Brief:
Reproduce every line of the records below word for word, but leave the pictures out.

Records provided:
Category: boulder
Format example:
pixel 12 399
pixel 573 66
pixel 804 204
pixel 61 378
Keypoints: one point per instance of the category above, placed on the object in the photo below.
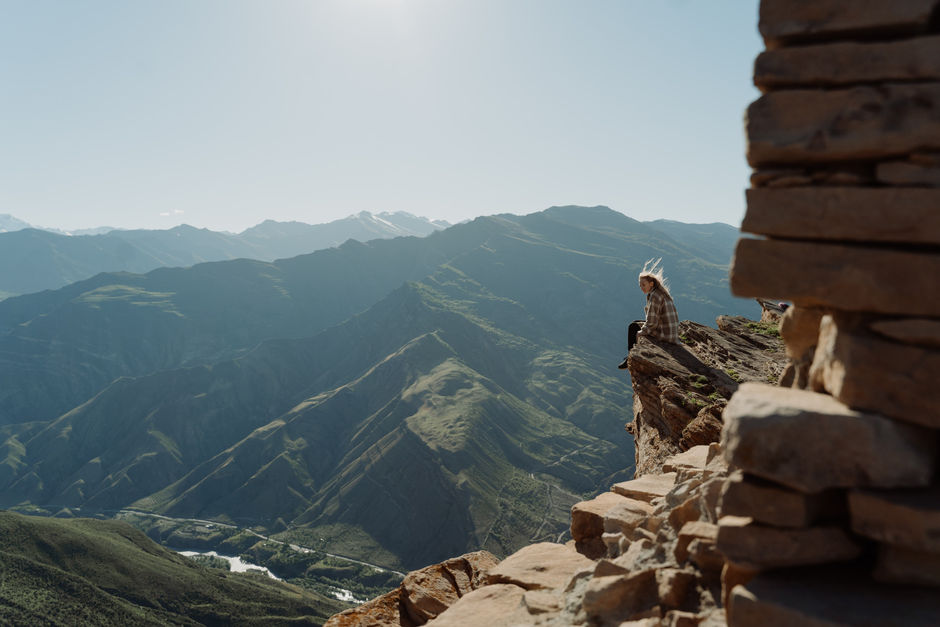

Full solution:
Category: boulder
Format example:
pixel 12 399
pixel 573 66
pixel 804 204
pixel 61 378
Keypoints: one point per instance of the category above, placed on the object in the photo below.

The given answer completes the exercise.